Поздняя латинская поэзия

Автор неизвестен

Авсоний

Клавдиан

Рутилий Намациан

Авиан

Тукциан

Пентадий

Галлиен

Авит

Октавиан

Региан

Репосиан

Пониан

Алким

Веспа

Флор

Немесиан

Линдин

Тибериан

Сульпиций Луперк

Луксорий

Аполлинарий Сидоний

Драконтий

Максимиан

Боэтий

Настоящий том «Библиотеки античной литературы» по существу впервые знакомит русского читателя с латинской поэзией IV–VI вв. нашей эры. В книгу вошли произведения крупных поэтов той эпохи, таких как Авсоний, Клавдиан, Рутилий Намациан, стихи менее значительных авторов, и анонимные произведения. Не менее велико и разнообразие представленных в книге жанров — от крупной поэмы до мелкой эпиграммы. Разнообразие и новизна материала — залог большой познавательной и культурной ценности данного тома.

ПОЭЗИЯ РИТОРИЧЕСКОГО ВЕКА

1

«В год от основания Рима 1057 (или 303 по P. X.) император Диоклециан вместе с соправителем Максимианом праздновал свой триумф после побед над персами и германцами, после воссоединения Британии, Африки и Египта. Римская толпа вновь любовалась на пышное зрелище триумфа и сравнивала его с триумфом Аврелиана, бывшим 30 лет тому назад, и Проба, бывшим 20 лет тому назад. Народная гордость была удовлетворена блестящими победами; государство чувствовало над собой твердую руку искусного правителя; во всей империи царил стройный порядок и сравнительное благоденствие…»

Так собирался начать Валерий Брюсов свою книгу «Золотой Рим: очерки жизни и литературы IV в. по Р. X.» с приложением переводов из тех самых латинских поэтов, с которыми читатель встретится в нашем сборнике. Книга Брюсова осталась недописанной; какой картиною собирался он ее кончить, мы не знаем. Скорее всего, это была бы картина римского мира двести лет спустя, совсем непохожая на первую. В Риме больше нет императоров; города пустеют, поля забрасываются; люди живут тесно и убого, грамотных мало, латинский язык звучит все более исковерканно; вместо храмов римских богов стоят христианские церкви; вместо римских наместников над провинциями хозяйничают германские короли и князья; каждый округ заглох в своих местных заботах, связи между областями нет, страна в развале.

▶ _Строки данных_:
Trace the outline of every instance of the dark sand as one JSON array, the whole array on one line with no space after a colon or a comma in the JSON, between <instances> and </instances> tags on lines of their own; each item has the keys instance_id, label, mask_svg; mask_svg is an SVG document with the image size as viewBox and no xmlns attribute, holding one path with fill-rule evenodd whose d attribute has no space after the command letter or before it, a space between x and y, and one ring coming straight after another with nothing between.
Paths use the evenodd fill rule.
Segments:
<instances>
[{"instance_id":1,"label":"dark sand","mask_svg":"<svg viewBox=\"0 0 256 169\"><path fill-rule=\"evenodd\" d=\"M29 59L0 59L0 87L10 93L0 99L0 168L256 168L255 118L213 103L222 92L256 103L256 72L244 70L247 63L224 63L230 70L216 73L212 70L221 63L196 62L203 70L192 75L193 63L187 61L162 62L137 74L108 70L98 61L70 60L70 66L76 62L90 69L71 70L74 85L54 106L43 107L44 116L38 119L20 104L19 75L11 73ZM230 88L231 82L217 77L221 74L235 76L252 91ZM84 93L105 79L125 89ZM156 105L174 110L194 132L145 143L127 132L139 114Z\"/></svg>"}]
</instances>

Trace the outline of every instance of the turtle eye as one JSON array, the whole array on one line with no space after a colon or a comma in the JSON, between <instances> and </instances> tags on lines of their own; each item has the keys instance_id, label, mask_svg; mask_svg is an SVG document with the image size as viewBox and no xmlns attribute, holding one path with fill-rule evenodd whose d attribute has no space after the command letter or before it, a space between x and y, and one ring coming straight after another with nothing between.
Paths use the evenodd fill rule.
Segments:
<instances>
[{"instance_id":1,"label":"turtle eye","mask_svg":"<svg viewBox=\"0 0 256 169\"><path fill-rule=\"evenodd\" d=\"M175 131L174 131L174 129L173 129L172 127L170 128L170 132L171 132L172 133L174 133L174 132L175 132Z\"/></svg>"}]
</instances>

▶ _Задания_:
(a) Как называлась книга Валерия Брюсова, которая, как сказано во фрагменте, осталась недописанной?
(b) Продолжите фрагмент о поздней латинской поэзии, начав сразу после его последнего предложения.

▶ _Ответы к заданиям_:
(a) «Золотой Рим: очерки жизни и литературы IV в. по Р. X.»

(b)
Два-три столетия, которым посвящена эта книга, — IV, V, VI века, — были самым большим историческим переломом в истории Европы. Она вступила в них городской цивилизацией античности, а вышла из них сельской цивилизацией средневековья. Это было главное; все остальное — и принятие Европой христианства, и подчинение варварскому владычеству — было лишь второстепенными подробностями. Важно было то, что путь развития, который нащупала для себя средиземноморская Европа на заре античности и по которому шла она тысячу лет, привел в тупик. Нужно было искать новый путь; а для этого нужно было сперва сделать несколько шагов назад, чтобы выйти из тупика. Эти несколько шагов и пришлись на наши три века, которые обычно значатся в истории как «закат античной культуры».

Античность была городской цивилизацией, но античный город не был похож на современный. Это был не центр производства, а центр потребления. Производила деревня. Деревня могла обойтись без города, город без деревни не мог. В город сселялись люди, достаточно имущие для того, чтобы не жить трудами рук своих, а пользоваться тем, что производила деревня — руками рабов (все реже), арендаторов (все чаще) или свободных крестьян, неважно, — пользоваться со всем материальным и духовным комфортом городского общежития. Конечно, вокруг них и их челяди в городах скапливались во множестве и ремесленники и торговцы, но большинство городского населения жило праздно. Досуг ценился как высшее благо свободного человека: именно здесь он чувствовал себя носителем культуры, физической и духовной. Физическую культуру в греческой половине представляли гимнасии (площадки спорта), в латинской бани (клубы отдыха); духовную культуру — цирк и театр с их зрелищами, а для верхов — также и ученые светские разговоры и словесные упражнения, те самые, которые отчасти представлены в этой книге.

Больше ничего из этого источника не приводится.